DESCRIPTION OF THE TASK → Pick out and copy every line in the items below that contains the word "boat".

EXERCISE MATERIAL →

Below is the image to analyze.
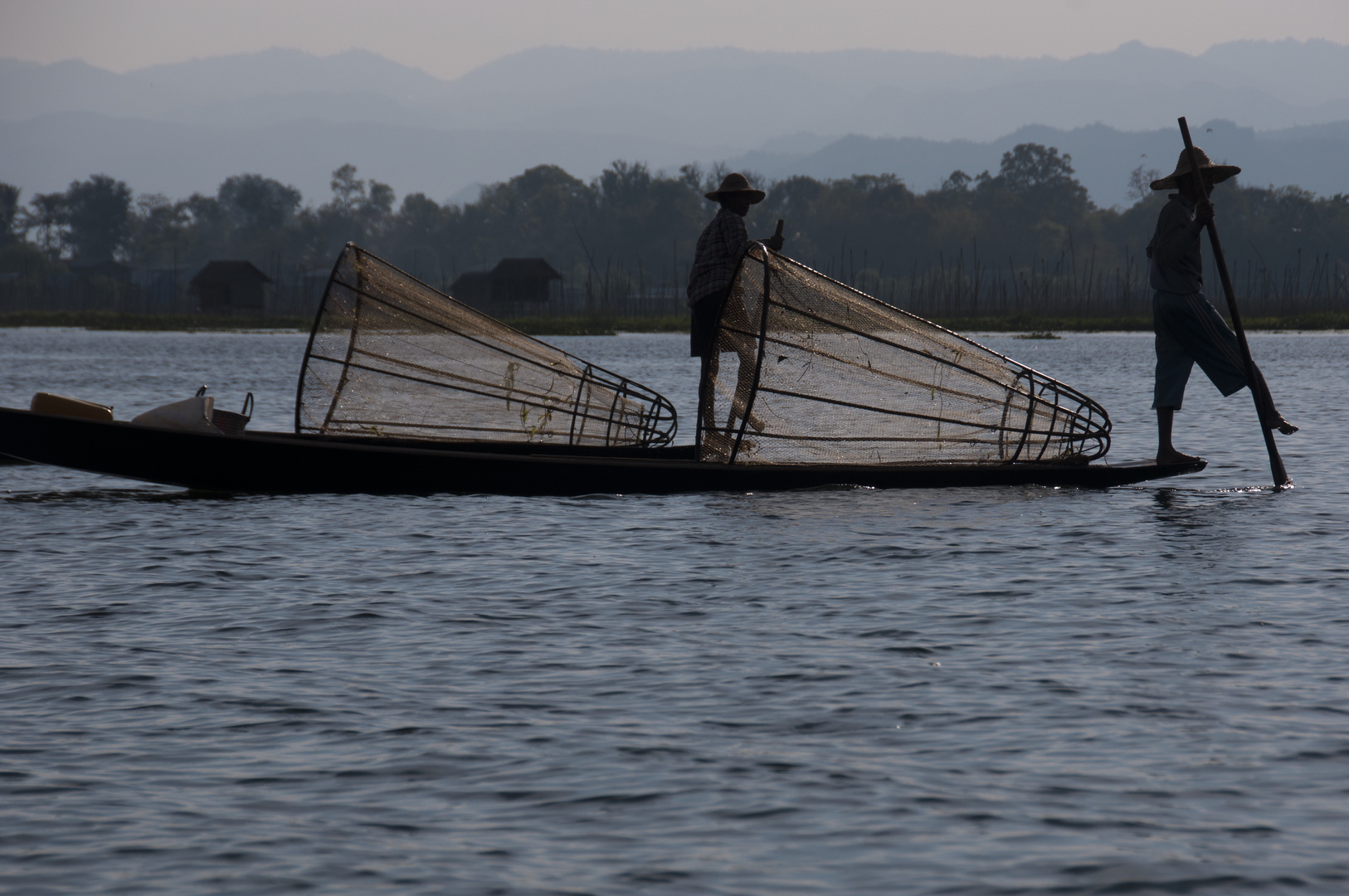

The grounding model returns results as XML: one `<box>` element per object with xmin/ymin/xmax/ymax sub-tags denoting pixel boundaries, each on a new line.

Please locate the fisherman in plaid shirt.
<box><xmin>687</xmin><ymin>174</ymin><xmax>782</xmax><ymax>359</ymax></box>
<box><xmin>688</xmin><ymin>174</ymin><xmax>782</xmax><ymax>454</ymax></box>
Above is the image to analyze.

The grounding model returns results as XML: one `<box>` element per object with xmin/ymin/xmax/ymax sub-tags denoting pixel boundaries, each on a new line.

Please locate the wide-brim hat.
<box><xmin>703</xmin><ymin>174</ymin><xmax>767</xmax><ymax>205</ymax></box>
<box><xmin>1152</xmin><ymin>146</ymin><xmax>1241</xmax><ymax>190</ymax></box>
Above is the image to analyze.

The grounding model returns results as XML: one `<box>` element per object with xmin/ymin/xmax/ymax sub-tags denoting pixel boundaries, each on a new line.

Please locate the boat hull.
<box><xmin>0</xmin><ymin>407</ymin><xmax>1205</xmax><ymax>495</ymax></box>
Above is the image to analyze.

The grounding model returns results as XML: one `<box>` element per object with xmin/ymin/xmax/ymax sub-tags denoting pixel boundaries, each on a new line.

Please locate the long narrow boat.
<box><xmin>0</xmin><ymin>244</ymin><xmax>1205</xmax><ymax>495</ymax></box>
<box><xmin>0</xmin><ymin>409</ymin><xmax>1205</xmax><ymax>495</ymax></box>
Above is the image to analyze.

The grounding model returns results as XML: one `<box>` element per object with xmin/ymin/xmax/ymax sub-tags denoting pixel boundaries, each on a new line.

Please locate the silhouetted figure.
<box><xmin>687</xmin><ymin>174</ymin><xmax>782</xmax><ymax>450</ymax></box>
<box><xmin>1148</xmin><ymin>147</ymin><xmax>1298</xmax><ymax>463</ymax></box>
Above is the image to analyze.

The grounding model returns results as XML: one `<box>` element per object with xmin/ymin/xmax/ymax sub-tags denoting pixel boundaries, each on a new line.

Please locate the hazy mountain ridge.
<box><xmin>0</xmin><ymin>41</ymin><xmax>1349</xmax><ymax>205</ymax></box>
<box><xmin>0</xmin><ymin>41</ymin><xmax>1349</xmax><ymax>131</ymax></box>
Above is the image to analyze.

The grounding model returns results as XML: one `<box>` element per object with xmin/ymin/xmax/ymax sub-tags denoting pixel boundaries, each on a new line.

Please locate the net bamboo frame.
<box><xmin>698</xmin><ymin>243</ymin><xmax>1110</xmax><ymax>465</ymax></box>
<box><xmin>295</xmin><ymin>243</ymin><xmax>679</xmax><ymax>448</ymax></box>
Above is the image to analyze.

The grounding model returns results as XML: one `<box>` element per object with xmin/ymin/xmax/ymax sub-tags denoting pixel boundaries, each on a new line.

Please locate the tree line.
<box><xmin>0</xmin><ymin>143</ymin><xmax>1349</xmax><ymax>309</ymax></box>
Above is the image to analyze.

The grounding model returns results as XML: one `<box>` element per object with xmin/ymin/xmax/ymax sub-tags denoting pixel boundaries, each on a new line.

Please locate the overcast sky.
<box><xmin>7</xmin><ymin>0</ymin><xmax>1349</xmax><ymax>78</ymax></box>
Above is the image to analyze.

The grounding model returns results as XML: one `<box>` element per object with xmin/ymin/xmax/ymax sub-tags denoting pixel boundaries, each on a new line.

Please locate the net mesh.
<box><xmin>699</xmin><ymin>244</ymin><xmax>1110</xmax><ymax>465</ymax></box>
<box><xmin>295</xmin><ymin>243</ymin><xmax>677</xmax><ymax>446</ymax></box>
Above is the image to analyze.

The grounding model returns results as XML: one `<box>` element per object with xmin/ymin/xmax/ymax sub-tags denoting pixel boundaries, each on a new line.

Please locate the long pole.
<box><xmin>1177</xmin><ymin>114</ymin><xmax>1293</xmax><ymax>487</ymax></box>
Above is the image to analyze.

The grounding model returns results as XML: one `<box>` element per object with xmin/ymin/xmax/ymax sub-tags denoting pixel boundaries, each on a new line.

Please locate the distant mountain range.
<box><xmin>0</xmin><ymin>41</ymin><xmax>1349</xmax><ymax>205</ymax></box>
---
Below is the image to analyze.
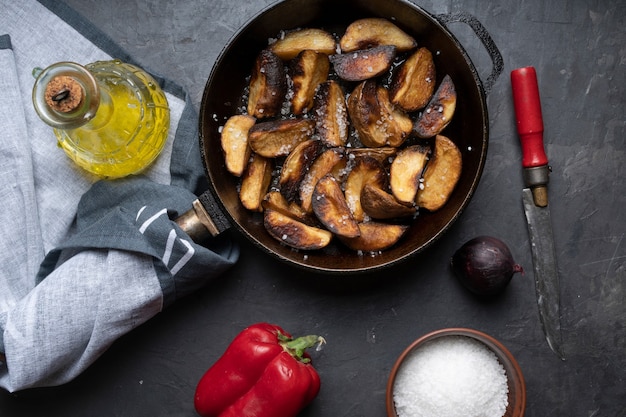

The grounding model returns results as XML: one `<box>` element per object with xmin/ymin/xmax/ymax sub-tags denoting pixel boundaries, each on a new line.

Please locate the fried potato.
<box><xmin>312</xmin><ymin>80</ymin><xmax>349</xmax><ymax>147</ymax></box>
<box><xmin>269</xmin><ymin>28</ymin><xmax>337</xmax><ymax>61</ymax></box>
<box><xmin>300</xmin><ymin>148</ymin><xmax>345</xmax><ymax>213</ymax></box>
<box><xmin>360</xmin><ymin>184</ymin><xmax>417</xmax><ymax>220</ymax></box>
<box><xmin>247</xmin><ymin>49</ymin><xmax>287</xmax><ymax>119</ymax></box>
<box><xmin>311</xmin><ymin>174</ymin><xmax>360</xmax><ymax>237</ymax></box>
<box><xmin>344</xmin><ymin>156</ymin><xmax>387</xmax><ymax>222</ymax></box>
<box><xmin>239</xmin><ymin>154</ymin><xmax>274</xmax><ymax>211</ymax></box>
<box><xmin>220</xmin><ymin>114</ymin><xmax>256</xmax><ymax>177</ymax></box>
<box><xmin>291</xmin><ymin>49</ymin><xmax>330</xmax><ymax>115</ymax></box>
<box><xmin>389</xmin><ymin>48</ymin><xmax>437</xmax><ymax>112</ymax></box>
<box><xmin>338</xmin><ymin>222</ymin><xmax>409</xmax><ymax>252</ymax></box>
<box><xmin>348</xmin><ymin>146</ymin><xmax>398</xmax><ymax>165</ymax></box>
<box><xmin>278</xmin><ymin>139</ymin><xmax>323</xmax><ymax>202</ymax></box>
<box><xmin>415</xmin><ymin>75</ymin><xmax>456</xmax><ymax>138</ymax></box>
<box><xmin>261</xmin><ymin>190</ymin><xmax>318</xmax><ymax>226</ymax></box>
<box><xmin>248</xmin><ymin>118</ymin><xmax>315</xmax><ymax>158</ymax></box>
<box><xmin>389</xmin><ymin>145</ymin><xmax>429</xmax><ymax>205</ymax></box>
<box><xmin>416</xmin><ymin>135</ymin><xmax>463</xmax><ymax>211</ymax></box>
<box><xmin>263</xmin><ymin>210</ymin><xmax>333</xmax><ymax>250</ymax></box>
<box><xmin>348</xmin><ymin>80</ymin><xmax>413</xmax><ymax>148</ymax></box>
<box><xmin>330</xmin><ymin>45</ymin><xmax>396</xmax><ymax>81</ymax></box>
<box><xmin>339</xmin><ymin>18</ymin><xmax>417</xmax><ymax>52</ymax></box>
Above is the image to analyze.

EXERCISE OUTPUT →
Please locate the boat hull.
Please locate the long narrow boat.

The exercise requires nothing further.